早見 (笑)。でも、分かります。その瞬間はとても心地いいですよね。

  「見くびるな」という言葉にすべてを込めた

三浦 『笑うマトリョーシカ』の登場人物たちは、なかなか本音を見せず、一筋縄ではいかないですね。

早見 この小説は、若くして官房長官となった代議士・清家(せいけ)と、秘書として彼を支える同級生、鈴木。そして、清家をニセモノと断罪し、仮面をはがそうとする新聞記者らの関係性を通じて、「人間のむき出しの欲望」を描きたかった小説です。何がホンモノで、ニセモノかを、読者に問いかけたかった。

 

三浦 私もTwitterに書きましたが、「見くびるな」というセリフにゾワっとしました。

早見 まさにその言葉が大切でした。ある登場人物が、物語の後半で発する「見くびるな」という一言に向かって書いた小説です。でも屈託なく育ってこられた方は、このセリフにあまり反応してくれないんですよね。

= = =

▶ 課題:
**1.** 上の対談によると、清家は若くしてどんな役職に就いた代議士ですか？
**2.** 上の対談を、最後の発言の後から書き継いでください。

= = =

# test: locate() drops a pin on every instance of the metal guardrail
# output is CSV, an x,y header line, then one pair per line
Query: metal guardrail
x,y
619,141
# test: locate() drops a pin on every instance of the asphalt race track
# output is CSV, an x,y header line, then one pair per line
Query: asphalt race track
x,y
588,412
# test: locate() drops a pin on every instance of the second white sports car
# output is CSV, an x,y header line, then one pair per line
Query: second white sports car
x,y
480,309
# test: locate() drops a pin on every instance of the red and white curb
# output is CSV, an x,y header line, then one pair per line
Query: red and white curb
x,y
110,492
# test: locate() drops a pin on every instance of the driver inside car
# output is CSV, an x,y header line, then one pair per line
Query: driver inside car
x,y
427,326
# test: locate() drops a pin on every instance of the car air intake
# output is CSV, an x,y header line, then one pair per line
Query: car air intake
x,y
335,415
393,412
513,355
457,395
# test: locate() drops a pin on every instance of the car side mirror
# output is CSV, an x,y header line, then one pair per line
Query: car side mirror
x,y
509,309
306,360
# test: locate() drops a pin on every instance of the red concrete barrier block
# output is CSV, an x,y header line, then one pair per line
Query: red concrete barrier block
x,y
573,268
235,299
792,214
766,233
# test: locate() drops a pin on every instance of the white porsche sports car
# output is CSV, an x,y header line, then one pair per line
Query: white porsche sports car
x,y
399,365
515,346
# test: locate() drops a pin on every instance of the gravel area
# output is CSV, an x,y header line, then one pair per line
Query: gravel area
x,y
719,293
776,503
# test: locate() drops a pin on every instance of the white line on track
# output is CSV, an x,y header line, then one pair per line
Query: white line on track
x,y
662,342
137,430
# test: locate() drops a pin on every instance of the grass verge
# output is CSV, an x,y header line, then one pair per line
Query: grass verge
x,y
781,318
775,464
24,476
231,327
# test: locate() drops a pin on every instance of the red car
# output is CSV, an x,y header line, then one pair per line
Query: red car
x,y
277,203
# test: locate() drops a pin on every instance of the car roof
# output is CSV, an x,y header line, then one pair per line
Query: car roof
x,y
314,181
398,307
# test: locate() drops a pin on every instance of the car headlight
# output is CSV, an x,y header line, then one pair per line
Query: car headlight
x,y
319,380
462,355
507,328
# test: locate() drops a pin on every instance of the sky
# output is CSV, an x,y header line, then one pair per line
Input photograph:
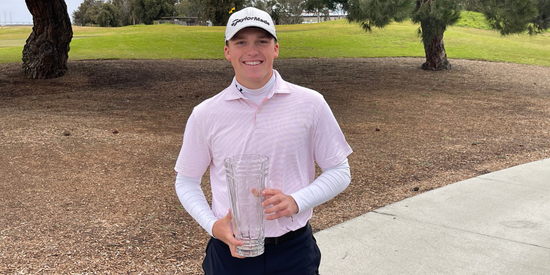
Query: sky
x,y
15,11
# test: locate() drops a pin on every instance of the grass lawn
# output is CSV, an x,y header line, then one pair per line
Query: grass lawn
x,y
323,40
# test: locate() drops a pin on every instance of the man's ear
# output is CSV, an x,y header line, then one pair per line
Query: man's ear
x,y
276,50
226,52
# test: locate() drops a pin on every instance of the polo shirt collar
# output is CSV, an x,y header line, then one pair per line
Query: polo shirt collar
x,y
280,87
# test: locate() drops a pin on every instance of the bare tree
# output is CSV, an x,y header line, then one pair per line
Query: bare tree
x,y
46,52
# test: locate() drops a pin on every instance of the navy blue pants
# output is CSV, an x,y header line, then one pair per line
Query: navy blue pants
x,y
300,256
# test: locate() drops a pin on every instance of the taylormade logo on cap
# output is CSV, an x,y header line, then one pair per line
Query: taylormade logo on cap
x,y
237,21
249,17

= = =

▶ 解答:
**1.** 官房長官です。

**2.**
三浦 それはそうだと思います。「敗者の気持ちが分からないと、共感能力は育たない」という研究があります。勉強や、駆けっこで負けたことがない人に、「見くびるな」という言葉を発する人の気持ちは分からないんです。ところが、政治家に関していえば、出世の階段を駆け上がり、順風満帆に見える人であっても、「見くびるな」という言葉が胸の奥に眠っていて、突然出てくるというシーンに何度か出くわしたことがあります。それが人間の複雑さなのでしょう。